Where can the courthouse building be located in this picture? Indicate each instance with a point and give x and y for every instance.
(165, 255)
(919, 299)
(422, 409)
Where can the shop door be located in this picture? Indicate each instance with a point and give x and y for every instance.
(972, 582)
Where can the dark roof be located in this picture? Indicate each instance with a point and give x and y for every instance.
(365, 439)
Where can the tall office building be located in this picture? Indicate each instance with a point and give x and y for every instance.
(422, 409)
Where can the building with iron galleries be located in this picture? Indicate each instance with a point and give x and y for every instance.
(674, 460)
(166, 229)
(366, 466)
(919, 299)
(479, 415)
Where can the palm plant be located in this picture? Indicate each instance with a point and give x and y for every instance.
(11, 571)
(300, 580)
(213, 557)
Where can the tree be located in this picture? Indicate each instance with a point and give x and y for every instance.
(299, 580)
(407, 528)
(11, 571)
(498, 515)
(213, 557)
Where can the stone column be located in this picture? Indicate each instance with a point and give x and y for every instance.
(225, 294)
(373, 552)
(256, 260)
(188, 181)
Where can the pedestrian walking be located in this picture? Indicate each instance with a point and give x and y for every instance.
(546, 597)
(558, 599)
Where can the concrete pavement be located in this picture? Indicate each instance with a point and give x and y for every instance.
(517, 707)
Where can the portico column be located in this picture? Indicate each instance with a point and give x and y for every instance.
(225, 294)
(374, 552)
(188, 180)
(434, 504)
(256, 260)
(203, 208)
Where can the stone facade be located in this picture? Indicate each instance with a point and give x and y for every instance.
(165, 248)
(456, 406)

What the exercise asks: Hand back the material above in full, exactly as written.

Full output:
Where can the courthouse building be located in this picture? Indicate each instance with a point and give x and y for every instance.
(165, 255)
(919, 299)
(422, 409)
Where can the shop door be located in this picture? Indicate each instance with a point and give x and y for every instance.
(972, 582)
Where can the dark roof be located in this picture? Indicate each instance with a point and give x and y for every instance.
(365, 439)
Where can the tall office building be located in this picture? Indicate each instance with a point and give x and y for every instance.
(422, 409)
Where can the building with iron galleries be located in this picture? Indicate each instance with a point and give x and y for every instance.
(674, 460)
(166, 229)
(366, 466)
(919, 299)
(479, 415)
Where can the palm plant be located in this picture? Indicate each instance with a point and give x and y for every instance.
(11, 571)
(300, 580)
(213, 557)
Where can the tree be located in this picture? Indicate each instance with a point and give x and y for every instance.
(299, 580)
(407, 528)
(11, 571)
(498, 515)
(213, 557)
Where can the stone column be located in this picture? Indicate each instance with a point and give x and y for every instance.
(225, 294)
(373, 552)
(256, 260)
(188, 181)
Where can the pedestrian walking be located in this picture? Indicate each instance with a point and give x and y for every instance.
(546, 597)
(558, 599)
Where can the concrete pavement be located in this picture? Indicate each instance with a point and give x and y for every instance.
(517, 707)
Where can the portico column be located in this picture? Indicate each instance with a point and give x and y for every instance.
(225, 294)
(374, 552)
(188, 180)
(434, 504)
(256, 260)
(203, 208)
Where can the stone facade be located in this picture? Indicate each instance with a point and give x and y for every instance.
(165, 248)
(456, 406)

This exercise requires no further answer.